## DOCUMENT EXCERPT:
The \(\vartriangle O(k)\) error difference can be expressed as

$$\begin{aligned}{} & {} \vartriangle \zeta (k)= \zeta (k+1)- \zeta (k) \end{aligned}$$
(62)
$$\begin{aligned}{} & {} \vartriangle O(k)=0.5\left[ (\zeta (k)+\vartriangle \zeta (k))^2- \zeta ^2(k)\right] \end{aligned}$$
(63)
$$\begin{aligned}{} & {} \vartriangle O(k)=\vartriangle \zeta (k)\left[ \zeta (k)+\frac{\vartriangle \zeta (k)}{2}\right] \end{aligned}$$
(64)
$$\begin{aligned}{} & {} \zeta (k+1)= \zeta (k)+\left( \frac{\partial \zeta (k)}{\partial \varTheta (k)}\right) ^\mathrm{{T}}\varTheta ^{(\alpha _g)}(k). \end{aligned}$$
(65)

## SHORT EXERCISE 1:
Reproduce the error-difference equations in full, character for character.
The equations and the rows that follow are unrelated material.

## DATA SECTION:

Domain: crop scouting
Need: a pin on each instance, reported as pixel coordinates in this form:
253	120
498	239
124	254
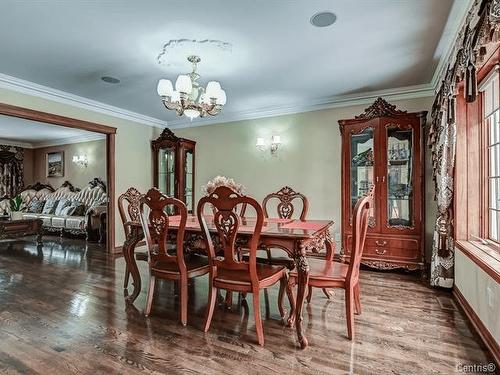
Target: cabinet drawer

--

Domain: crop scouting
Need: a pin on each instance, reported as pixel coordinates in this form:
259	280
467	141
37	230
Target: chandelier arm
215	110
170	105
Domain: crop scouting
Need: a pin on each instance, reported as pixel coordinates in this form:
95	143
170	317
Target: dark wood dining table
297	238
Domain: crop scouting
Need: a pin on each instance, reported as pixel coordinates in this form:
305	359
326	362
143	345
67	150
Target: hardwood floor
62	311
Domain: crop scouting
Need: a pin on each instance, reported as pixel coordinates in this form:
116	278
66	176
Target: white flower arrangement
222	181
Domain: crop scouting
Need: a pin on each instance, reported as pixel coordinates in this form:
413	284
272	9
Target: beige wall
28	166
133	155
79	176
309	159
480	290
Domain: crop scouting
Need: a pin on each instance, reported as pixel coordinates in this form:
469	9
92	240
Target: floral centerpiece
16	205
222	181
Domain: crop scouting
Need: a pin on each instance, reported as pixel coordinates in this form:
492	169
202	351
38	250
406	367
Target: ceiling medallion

## SHORT EXERCISE 2:
Pick out every line of the rows that contains the string "Target", matching case.

## EXERCISE RESPONSE 1:
The \(\vartriangle O(k)\) error difference can be expressed as

$$\begin{aligned}{} & {} \vartriangle \zeta (k)= \zeta (k+1)- \zeta (k) \end{aligned}$$
(62)
$$\begin{aligned}{} & {} \vartriangle O(k)=0.5\left[ (\zeta (k)+\vartriangle \zeta (k))^2- \zeta ^2(k)\right] \end{aligned}$$
(63)
$$\begin{aligned}{} & {} \vartriangle O(k)=\vartriangle \zeta (k)\left[ \zeta (k)+\frac{\vartriangle \zeta (k)}{2}\right] \end{aligned}$$
(64)
$$\begin{aligned}{} & {} \zeta (k+1)= \zeta (k)+\left( \frac{\partial \zeta (k)}{\partial \varTheta (k)}\right) ^\mathrm{{T}}\varTheta ^{(\alpha _g)}(k). \end{aligned}$$
(65)

## EXERCISE RESPONSE 2:
Target: cabinet drawer
Target: chandelier arm
Target: dark wood dining table
Target: hardwood floor
Target: white flower arrangement
Target: beige wall
Target: floral centerpiece
Target: ceiling medallion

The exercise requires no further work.